◆ Stated task: What do the lines from the one containing "Task: indicate each instance of the wooden" through the end of the entries say? Quote them exactly, and only them.

******

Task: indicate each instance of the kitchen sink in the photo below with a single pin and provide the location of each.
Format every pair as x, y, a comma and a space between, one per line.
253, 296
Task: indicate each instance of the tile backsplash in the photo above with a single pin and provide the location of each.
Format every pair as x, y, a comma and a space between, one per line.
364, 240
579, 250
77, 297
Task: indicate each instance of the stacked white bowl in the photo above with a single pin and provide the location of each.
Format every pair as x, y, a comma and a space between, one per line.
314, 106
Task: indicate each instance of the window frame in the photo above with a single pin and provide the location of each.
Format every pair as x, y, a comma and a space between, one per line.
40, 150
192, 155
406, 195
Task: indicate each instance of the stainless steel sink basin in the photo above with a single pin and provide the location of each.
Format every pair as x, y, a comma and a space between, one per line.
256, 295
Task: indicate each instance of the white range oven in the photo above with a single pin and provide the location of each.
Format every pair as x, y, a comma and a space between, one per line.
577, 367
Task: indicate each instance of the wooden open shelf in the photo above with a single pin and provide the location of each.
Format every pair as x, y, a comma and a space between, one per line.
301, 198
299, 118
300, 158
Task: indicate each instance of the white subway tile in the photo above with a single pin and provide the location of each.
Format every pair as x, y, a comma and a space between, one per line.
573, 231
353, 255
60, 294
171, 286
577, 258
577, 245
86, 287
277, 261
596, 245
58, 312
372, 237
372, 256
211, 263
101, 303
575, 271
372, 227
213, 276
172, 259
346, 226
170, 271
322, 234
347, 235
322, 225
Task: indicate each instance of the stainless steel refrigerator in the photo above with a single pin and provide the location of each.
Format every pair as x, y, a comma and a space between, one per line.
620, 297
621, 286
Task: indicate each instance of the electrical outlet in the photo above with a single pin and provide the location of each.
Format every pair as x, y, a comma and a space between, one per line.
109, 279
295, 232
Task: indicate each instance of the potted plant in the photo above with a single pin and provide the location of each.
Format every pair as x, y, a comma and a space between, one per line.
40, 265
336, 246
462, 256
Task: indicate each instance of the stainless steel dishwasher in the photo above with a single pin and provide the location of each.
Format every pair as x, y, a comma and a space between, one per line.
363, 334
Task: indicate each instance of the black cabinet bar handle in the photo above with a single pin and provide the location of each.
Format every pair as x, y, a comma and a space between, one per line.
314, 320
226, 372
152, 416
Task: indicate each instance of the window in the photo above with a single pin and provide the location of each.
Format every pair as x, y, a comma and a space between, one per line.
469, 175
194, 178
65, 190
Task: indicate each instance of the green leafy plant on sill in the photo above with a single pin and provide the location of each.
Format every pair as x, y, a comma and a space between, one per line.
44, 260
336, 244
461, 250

******

◆ Written solution:
Task: indicate each instance of the wooden open shelf in the photo above with a single pin and provide the location of each.
Format every pair as x, y, a comma and a space between, one per line.
301, 198
299, 118
300, 158
Task: indicate each instance of the white subway tile in the photo above with a single pin and provide the location of each.
Format every pair as x, y, a comma and a space between, one per line.
573, 231
353, 255
60, 294
171, 286
577, 258
577, 245
86, 287
277, 261
596, 245
58, 312
372, 237
372, 256
211, 263
101, 303
575, 271
372, 227
213, 276
172, 259
346, 226
170, 271
322, 234
347, 235
322, 225
Task: indicate each instance of the stainless steel refrigerator in the photo above with a single pin and provide the location of each.
Format every pair as x, y, a comma and a space between, one per line.
620, 297
621, 286
Task: indicate each instance of the electrical outlet in the photo above with a single pin and provide the location of each.
Format every pair as x, y, a comma and a space between, one per line.
109, 279
295, 232
Task: indicate each instance of the potted plant in the photo above with a single pin and provide the location of each.
Format every pair as x, y, a comma and a space between, one per line.
40, 265
336, 246
462, 256
Task: indicate each instance of the stainless steel dishwasher in the photo above with a single pin and provide the location of each.
Format every pair as x, y, a comma and a space between, one per line.
363, 334
Task: indicate each instance of the black cabinet bar handle in the photo above with a single pin and provide the location of each.
Format every pair as x, y, a comma and a space between, one per line.
314, 320
226, 372
152, 416
Task: indicate each instance of the window in the photo above with a single pin and provide the location of each.
Format every pair as x, y, a comma and a space between, one per line.
469, 175
194, 178
65, 190
Task: indicate each instance of the green leafy plant on sill in the photo above with a single pin and provide the location of each.
Format every pair as x, y, a comma and a space between, one per line.
44, 260
336, 244
461, 250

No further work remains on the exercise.